#### JOBS:
A – Copy the sports article about Pioneer Day in full, word for word.
B – Rewrite the rows with "peeling paint patch" replaced by "water stain" and everything else unchanged. Leave the pictures out.

Big 4 sports at Pioneer Day and nine days to Olympics
Jul 30, 2008 | 1191 views | 0 0 comments | 23 23 recommendations | email to a friend | print
SPORTS SHORTS
by Scott Boyle

With a resurgent Big Four tractor providing motivation, the Pioneer Day celebration crowned many champions last Saturday, including the other Big Four: softball, basketball, golf, and running.

In a last hurrah for long time player, manager, and sponsor, Randee Bayles of Bayles Exploration, loyal ball players rallied for a final Blue Mountain Invitational Fast Pitch Softball Tournament win. 

Bayles, whose teams have won 15 of the approximately 30 BMS tournaments, expressed before the tournament this would be his last effort.  And after finishing second the last four years, the boys of Bayles skipped to the 14-team tourney title undefeated, triumphing over Gore Construction in the championship game. 

In the drop-down tournament, two Monticello teams vied for the consolation honor with Daron coming out on top over LaBroc.

3-on-3 basketball


A Monticello High School alumini team consisting of Ian Burtenshaw, Scott Frost, and Tony Pehrson, bested all rivals in the 3-on-3 basketball tournament. Adam Black, Terek Esplin, Jake Duncan, and Rylan Goodwine were the best school-age group, while Team Freestone – Matt Freestone, Eli Johnson, and Andrew Torres – won the elementary division.

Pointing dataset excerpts
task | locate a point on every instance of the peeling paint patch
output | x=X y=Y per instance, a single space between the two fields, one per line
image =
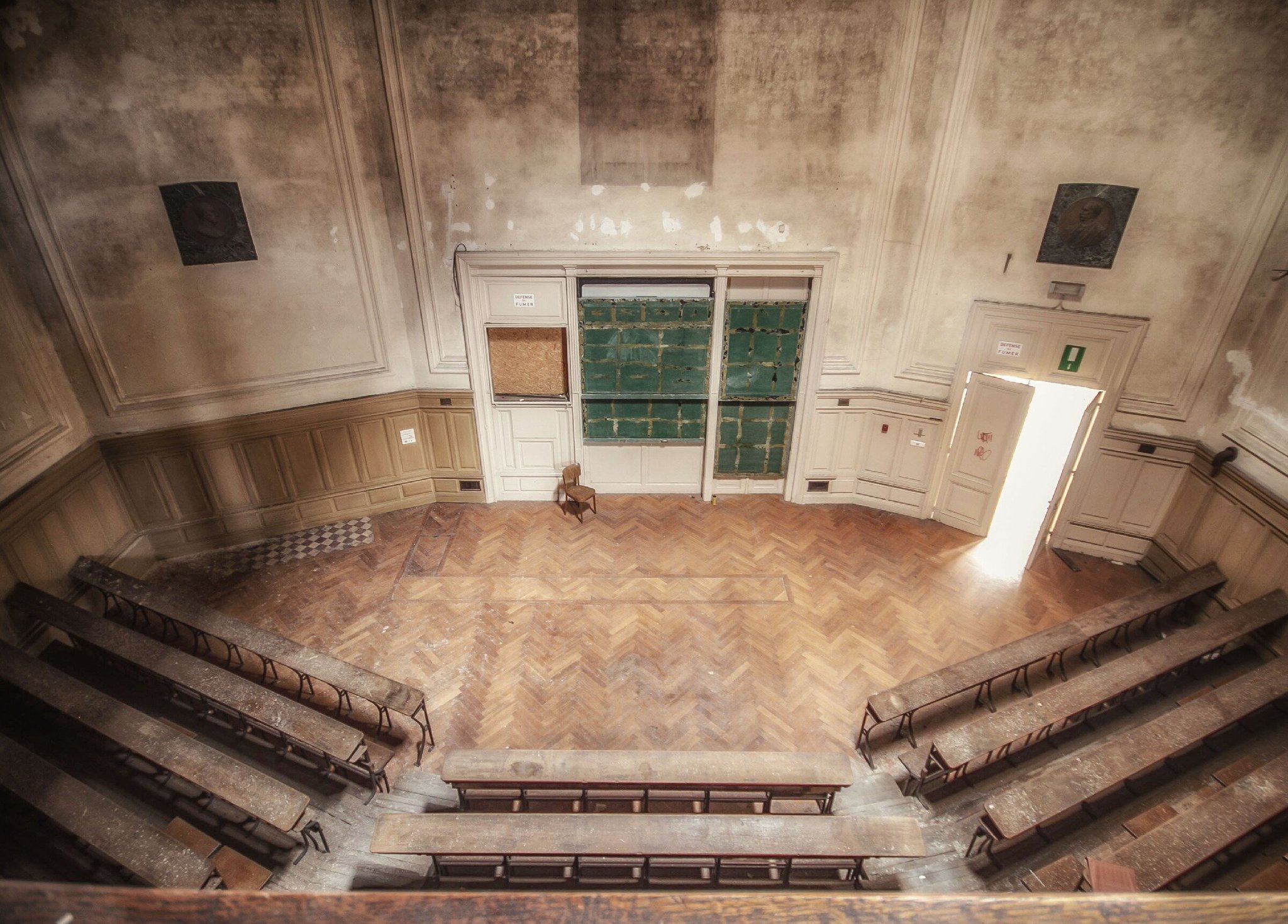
x=774 y=232
x=22 y=17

#### RESPONSES FOR EACH TASK:
A –
Big 4 sports at Pioneer Day and nine days to Olympics
Jul 30, 2008 | 1191 views | 0 0 comments | 23 23 recommendations | email to a friend | print
SPORTS SHORTS
by Scott Boyle

With a resurgent Big Four tractor providing motivation, the Pioneer Day celebration crowned many champions last Saturday, including the other Big Four: softball, basketball, golf, and running.

In a last hurrah for long time player, manager, and sponsor, Randee Bayles of Bayles Exploration, loyal ball players rallied for a final Blue Mountain Invitational Fast Pitch Softball Tournament win. 

Bayles, whose teams have won 15 of the approximately 30 BMS tournaments, expressed before the tournament this would be his last effort.  And after finishing second the last four years, the boys of Bayles skipped to the 14-team tourney title undefeated, triumphing over Gore Construction in the championship game. 

In the drop-down tournament, two Monticello teams vied for the consolation honor with Daron coming out on top over LaBroc.

3-on-3 basketball


A Monticello High School alumini team consisting of Ian Burtenshaw, Scott Frost, and Tony Pehrson, bested all rivals in the 3-on-3 basketball tournament. Adam Black, Terek Esplin, Jake Duncan, and Rylan Goodwine were the best school-age group, while Team Freestone – Matt Freestone, Eli Johnson, and Andrew Torres – won the elementary division.

B –
task | locate a point on every instance of the water stain
output | x=X y=Y per instance, a single space between the two fields, one per line
image =
x=774 y=232
x=22 y=17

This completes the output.